▼
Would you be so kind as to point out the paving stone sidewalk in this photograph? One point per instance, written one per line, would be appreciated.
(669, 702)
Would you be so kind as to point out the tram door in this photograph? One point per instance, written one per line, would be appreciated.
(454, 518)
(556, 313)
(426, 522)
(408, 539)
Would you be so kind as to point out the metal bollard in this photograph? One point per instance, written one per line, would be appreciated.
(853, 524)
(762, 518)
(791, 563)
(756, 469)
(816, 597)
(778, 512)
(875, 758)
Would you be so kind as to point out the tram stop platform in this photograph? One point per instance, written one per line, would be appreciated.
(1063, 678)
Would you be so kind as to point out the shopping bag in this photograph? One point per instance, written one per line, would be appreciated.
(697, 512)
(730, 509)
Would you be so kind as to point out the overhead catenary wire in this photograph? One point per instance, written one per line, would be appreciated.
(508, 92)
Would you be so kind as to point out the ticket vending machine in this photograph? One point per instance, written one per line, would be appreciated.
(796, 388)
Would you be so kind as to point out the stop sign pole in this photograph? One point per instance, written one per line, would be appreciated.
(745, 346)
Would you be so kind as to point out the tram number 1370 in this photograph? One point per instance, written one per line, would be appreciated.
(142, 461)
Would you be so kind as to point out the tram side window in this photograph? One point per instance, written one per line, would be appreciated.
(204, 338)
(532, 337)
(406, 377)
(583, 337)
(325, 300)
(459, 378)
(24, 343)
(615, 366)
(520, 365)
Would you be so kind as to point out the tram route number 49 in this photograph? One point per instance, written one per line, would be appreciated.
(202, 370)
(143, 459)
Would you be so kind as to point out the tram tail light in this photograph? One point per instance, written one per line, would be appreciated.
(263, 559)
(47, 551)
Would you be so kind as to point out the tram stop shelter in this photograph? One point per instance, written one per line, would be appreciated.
▲
EXERCISE AIM:
Exact repetition is required: return every record shown above.

ANSWER BELOW:
Would you be so kind as to point out the paving stone sidewalk in this photograph? One point per instance, written one per line, would be appreciated.
(669, 702)
Would you be so kind as to point out the tram door in this photograph? One point per instance, written one per line, would be appreciated.
(454, 518)
(556, 313)
(426, 522)
(408, 539)
Would you be so kind as to point out the metal bollard in this photograph? One point per instance, written one per line, would be appreciated.
(853, 524)
(762, 518)
(791, 563)
(756, 469)
(816, 597)
(778, 512)
(875, 758)
Would you be so kind as to point out the tram stop platform in this photograph? One point per instance, written one per line, would be appreciated.
(1063, 678)
Would you be so kind as to point out the shopping bag in this photograph? One point per instance, written one per line, would be appreciated.
(697, 512)
(730, 509)
Would you be so kind as to point out the overhead catenary wire in this photograph? One point per instance, written one per line, would be appreciated.
(508, 92)
Would you be so kind as to point out the ticket vending machine in this photograph? One point per instance, written one per line, would be appreciated.
(796, 388)
Would you be so kind as to point out the stop sign pole in this photograph? One point per instance, written one per line, would be appreciated.
(745, 346)
Would you be so kind as to point out the tram number 1370 in this photograph? One point per instance, written one per line, would be appreciated.
(142, 461)
Would you be so kind as to point out the tram side window in this photograph? One point per instance, written one per line, would be appreciated.
(204, 338)
(532, 337)
(406, 377)
(583, 337)
(325, 300)
(459, 378)
(24, 343)
(615, 366)
(520, 365)
Would you be so kind as to point out the tram route number 49 in this photograph? One point per instance, written one per line, would be appreciated.
(202, 370)
(143, 459)
Would you be so kind as to point out the tram tail light in this photograph? One point per instance, written one per line, would be appreciated.
(263, 559)
(47, 551)
Would you be so kind as to point out the tram stop shelter in this photograph? One point per instance, written one per line, would be appreciated.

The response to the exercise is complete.